* **Parts of the exercise**:
**a)** From the interview on girl-and-women-friendly cities, reproduce the passage starting at the words "Skip to main" and stopping after "Goals (SDG) programme.".
**b)** In the interview on girl-and-women-friendly cities, on what date did the World Urban Pavilion meet to gather ideas and visions from stakeholders?

* **Document excerpt**:
──────────
Skip to main content Skip to local navigation
Home » Making 'Girl-and-Women-Friendly Cities': A Conversation with Fazileh Davdar-Khani

Making 'Girl-and-Women-Friendly Cities': A Conversation with Fazileh Davdar-Khani

Interview by Elaine Coburn

Interview with Fazileh Dadvar-Khani, Professor of Rural and Gender Geography at the University of Tehran, Iran, and Visiting Scholar at the Centre for Feminist Research, York University, Canada. Professor Davdar-Khani writes here from the Secretariat for the academic platform at the Urban Economy Forum and from the Secretariat for the Canada Women and Urban Sustainable Development Goals (SDG) programme.

The Urban Economy Forum (UEF) has recently launched an initiative to centre gender equality in its work, which is concerned with creating sustainable cities. Why is this focus on girls' and women's experiences of cities important? What new questions are raised about sustainable development in urban contexts when girls and women are taken into account? 

The Urban Economy Forum (UEF) and our associated initiative, the World Urban Pavilion (WUP), are global knowledge exchange hubs focused on developing best practices for inclusive urban development. Realizing the United Nations’ Sustainable Development Goals (SDG) demands that we adopt an intersectional gendered and integrated approach using gender disaggregated data to inform policy development and the implementation of urban development initiatives.  

This requires that we make the connections between SDG 5, promoting gender equality, and SDG 11, promoting sustainable cities and communities, to create cities that challenge gender and racial inequalities. Our aim is to ensure that all citizens—regardless of their age, gender and race—can have equal access to basic services, job opportunities, education, finance and security, including ensuring women’s access to land and property. To move towards these goals, the World Urban Pavilion met on December 16, 2021 to generate ideas and visions from stakeholders, including feminist activists, academics and policy-makers from across Canada and internationally. 

At the World Urban Pavilion, we believe that it is only by actively confronting persistent structural inequalities that women's empowerment will be possible in inclusive and just cities. So, the WUP will seek to enhance the capacity of the United Nations Habitat, the custodian of SDG 11, "to make cities inclusive, safe, resilient and sustainable.” To achieve this means building inclusive social movements to raise awareness about the concept of sustainable development through dialogues at the WUP. Women and gender equality is one of the most important dimensions of this dialogue, because without considering the right and dignity of half of the population, sustainable development, whether in cities or in rural communities, will be meaningless.
──────────
* **Dataset extract**:
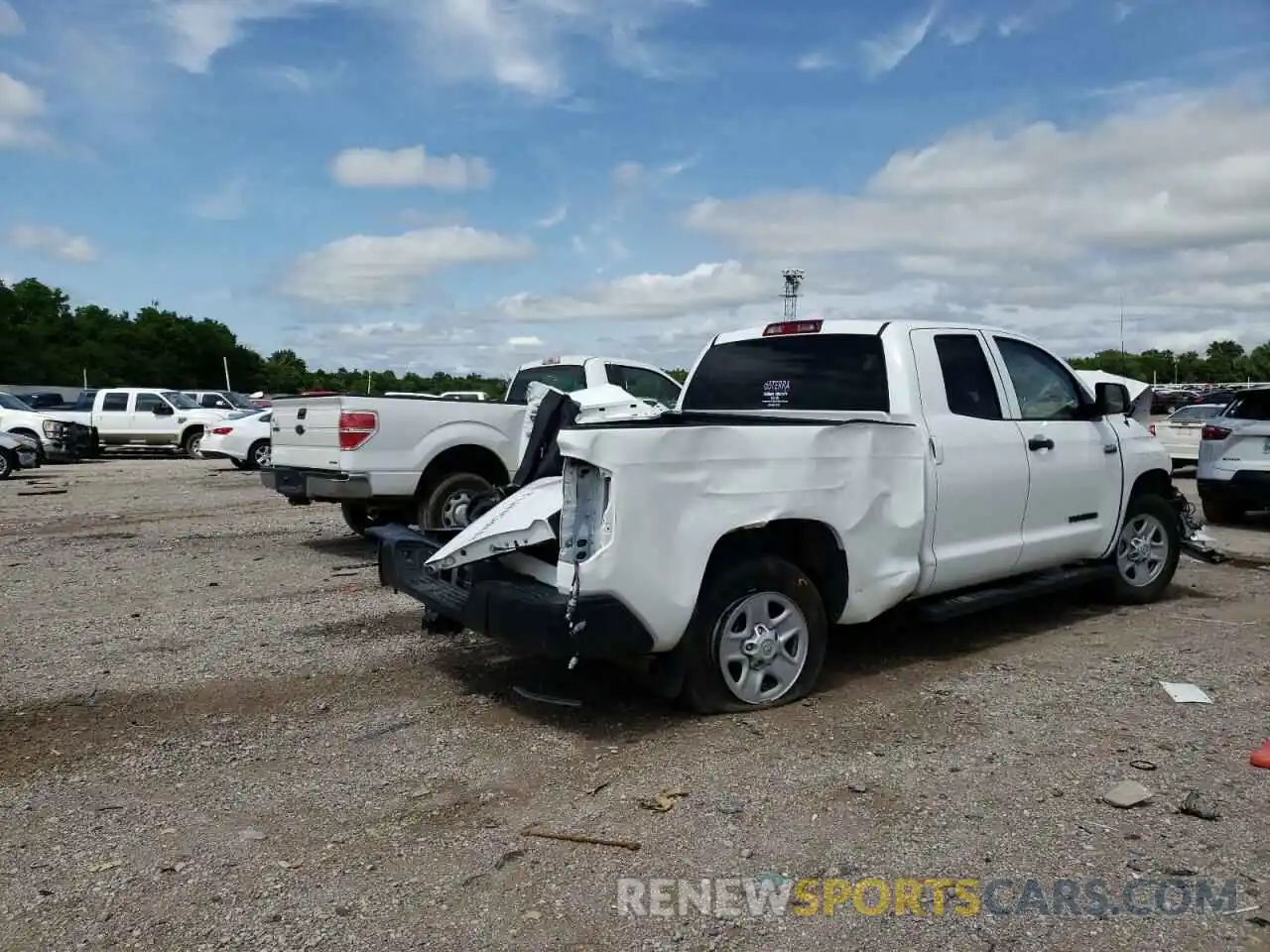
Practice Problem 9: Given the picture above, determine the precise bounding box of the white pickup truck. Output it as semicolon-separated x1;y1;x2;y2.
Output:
──────────
* **Outputs by task**:
**a)**
Skip to main content Skip to local navigation
Home » Making 'Girl-and-Women-Friendly Cities': A Conversation with Fazileh Davdar-Khani

Making 'Girl-and-Women-Friendly Cities': A Conversation with Fazileh Davdar-Khani

Interview by Elaine Coburn

Interview with Fazileh Dadvar-Khani, Professor of Rural and Gender Geography at the University of Tehran, Iran, and Visiting Scholar at the Centre for Feminist Research, York University, Canada. Professor Davdar-Khani writes here from the Secretariat for the academic platform at the Urban Economy Forum and from the Secretariat for the Canada Women and Urban Sustainable Development Goals (SDG) programme.

**b)** December 16, 2021